GOAL OF THE EXERCISE:
In the GPU die-size discussion, what die size is given for Cypress?

DOCUMENT TEXT:
Are you talking about the maximum number of threads per thread group? This is just a maximum, you could easily use "odd" sizes (of course, performance might suffer depending on the chip). I can't see why that should be a problem, the driver can split this as it sees fit. At worst, the driver could use wavefront size 64 and just not use the rest of the simd (of course, that's wasting resources - but considering we heard claims of the 4D shaders being 98.5% as fast as the 5D shaders, it would still be nearly as fast per simd as on Cypress).Non-multiple of a power of 2 hardware thread size doesn't play ball with power of 2 LDS bank count.
EDIT: Well it's not strictly true, i.e. 80 is a multiple of 16. But you also have a problem with 1024 work items per work group D3D11 requirement.
It's possible to guestimate the die-size of both configuration, considering Cypress die-size and rumors.
Cypress has a die of 324 mm^2. 1/3 is the space taken by the SIMDs (info that comes from RV770). So in Cypress 108 mm^2 are taken by 1600sp. If the 25% increase space efficiency is true, than in N.I 1280 sp (320x4) can fit in 81 mm^2 and perform as the 1600sp of Cypress. Double that gives, 162 mm^2 for SIMD. A 20% of increase in complexity of the uncore/fixed function unit (TMU/rops), gives about a die-size of 420-430 mm^2 for 2560sp/96TMU/48rops and 380-390 mm^2 for 1920sp/96TMU/48 rops.
By the way, Cayman ROPs can't be 32.. because 32/3 give 10,6 rops per RPE
And the same for the SIMD number..640 can't fit 3 RPE.
If you conclude 420-430 mm^2 for 2560sp/96TMU/48rops.
How much power will it eat/suck on 40nm ??
ATI strategy is to make (efficient) power saving GPU's!!!!!
And in order to make just under 200W TDP on 40nm using high clocks - "as ATI always has done from past", GPU has to stay small in size and 2560sp will not work since GPU will be to big.
If ~330mm^2 was the sweet spot for maximum practical size when 40nm was young then its quite possible that 430mm^2 might be about the same in terms of production difficulty and expense as compared to when Cypress was released.
Theres nothing which says that after 12 months on 40nm a larger GPU isn't still within the sweet spot of power, performance and cost. The same can be said for the 6 core Phenom processors. AMD released that revision on the same process as the original Phenom II and yet the die size is much larger. They still remain within the same TDP of the original inspite the obvious increase in both clocks and core counts.
Yeah, but AMD/GloFo invest heavily on improving current node, while TSMC tend to use half nodes. That's why GloFo announced 28HPP -- it didn't need to do that when AMD was the sole customer.
The yield may improve on TSMC-40G and you might be rid of double vias, etc. But over 400sqmm? I'm not too optimistic about that.
Yes, it might work, it might be that AMD is still using double vias which contributes to the larger die size. But it would be one more step away from the "sweet spot" for sure.

[Records]
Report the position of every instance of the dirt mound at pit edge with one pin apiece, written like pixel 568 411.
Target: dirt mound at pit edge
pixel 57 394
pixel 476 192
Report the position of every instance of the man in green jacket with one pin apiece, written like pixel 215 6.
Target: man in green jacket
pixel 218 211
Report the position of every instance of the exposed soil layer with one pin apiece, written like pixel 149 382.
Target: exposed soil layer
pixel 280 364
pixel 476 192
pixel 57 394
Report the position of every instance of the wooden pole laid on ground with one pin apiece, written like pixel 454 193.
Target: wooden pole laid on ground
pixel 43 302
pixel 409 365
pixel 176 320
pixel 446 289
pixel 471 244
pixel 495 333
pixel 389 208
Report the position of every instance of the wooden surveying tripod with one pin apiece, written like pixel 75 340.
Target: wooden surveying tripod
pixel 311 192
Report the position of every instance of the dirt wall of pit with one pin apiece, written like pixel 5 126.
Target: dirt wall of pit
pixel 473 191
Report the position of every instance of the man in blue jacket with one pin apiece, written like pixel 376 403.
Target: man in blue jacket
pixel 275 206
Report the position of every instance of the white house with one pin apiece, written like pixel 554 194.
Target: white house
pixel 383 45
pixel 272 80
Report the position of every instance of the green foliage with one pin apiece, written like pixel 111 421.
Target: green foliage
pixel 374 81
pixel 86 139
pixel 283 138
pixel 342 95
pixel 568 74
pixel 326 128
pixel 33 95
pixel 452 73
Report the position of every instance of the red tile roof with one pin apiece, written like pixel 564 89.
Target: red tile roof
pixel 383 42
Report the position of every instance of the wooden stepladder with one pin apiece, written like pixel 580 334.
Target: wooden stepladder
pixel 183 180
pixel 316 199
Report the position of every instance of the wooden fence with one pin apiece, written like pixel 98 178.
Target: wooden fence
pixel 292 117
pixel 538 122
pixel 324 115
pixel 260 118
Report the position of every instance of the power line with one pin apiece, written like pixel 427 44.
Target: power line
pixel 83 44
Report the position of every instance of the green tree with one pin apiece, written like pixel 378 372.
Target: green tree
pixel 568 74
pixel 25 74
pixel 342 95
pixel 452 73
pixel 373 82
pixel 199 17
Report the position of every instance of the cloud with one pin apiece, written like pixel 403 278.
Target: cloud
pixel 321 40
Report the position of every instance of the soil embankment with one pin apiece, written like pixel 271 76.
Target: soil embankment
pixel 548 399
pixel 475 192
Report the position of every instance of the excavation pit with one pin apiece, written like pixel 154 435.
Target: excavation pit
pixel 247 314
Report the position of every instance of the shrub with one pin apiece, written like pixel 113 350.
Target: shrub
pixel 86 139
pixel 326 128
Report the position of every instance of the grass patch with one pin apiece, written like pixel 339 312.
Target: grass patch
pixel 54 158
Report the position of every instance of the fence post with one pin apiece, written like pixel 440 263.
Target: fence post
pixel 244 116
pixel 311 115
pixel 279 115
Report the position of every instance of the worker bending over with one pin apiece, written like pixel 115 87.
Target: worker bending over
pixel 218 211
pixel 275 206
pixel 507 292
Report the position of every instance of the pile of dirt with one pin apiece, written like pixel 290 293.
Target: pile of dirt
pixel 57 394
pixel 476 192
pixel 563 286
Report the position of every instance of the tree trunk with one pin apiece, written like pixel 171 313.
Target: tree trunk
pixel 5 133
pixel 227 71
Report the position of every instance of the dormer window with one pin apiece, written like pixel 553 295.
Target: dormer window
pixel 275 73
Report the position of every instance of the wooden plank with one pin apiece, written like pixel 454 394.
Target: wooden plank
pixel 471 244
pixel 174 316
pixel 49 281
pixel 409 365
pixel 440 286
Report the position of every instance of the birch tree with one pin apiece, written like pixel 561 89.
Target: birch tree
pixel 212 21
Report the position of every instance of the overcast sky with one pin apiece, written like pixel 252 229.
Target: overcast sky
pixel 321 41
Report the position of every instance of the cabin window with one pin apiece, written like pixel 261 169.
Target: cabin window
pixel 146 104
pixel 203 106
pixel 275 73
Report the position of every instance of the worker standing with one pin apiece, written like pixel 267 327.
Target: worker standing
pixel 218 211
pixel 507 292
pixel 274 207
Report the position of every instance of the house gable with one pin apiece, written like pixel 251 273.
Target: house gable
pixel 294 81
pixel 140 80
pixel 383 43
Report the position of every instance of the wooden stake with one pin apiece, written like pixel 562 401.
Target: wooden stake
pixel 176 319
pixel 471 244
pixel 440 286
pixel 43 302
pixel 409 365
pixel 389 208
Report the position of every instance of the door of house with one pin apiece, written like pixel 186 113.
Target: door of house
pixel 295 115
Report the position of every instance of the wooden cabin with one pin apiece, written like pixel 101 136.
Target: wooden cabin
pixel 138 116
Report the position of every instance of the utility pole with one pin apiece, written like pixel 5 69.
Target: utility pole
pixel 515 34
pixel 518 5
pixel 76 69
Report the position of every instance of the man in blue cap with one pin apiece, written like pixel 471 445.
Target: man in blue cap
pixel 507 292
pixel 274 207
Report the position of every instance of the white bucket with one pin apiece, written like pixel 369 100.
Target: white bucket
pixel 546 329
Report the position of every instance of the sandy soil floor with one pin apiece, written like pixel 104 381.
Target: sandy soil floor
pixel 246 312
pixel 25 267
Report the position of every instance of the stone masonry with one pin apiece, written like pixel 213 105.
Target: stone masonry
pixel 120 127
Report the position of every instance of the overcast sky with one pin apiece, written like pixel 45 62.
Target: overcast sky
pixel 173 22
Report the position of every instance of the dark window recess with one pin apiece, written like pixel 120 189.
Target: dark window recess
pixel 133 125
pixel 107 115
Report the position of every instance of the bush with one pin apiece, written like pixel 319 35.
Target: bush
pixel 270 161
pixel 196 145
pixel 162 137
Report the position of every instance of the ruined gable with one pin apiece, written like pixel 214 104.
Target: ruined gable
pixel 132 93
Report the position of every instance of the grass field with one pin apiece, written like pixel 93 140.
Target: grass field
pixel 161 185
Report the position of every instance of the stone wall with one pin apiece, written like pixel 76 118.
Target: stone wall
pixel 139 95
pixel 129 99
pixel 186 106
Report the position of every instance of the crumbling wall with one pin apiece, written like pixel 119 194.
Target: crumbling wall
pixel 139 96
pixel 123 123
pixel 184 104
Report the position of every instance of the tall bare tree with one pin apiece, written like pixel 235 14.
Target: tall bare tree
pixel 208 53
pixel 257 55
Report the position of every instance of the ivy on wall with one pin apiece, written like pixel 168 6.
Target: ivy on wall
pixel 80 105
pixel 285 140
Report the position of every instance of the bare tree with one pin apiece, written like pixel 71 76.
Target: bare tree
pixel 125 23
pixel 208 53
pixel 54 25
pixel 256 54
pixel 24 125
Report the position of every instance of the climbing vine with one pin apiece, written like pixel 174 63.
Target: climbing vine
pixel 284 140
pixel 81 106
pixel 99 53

RESULT OF THE EXERCISE:
324 mm^2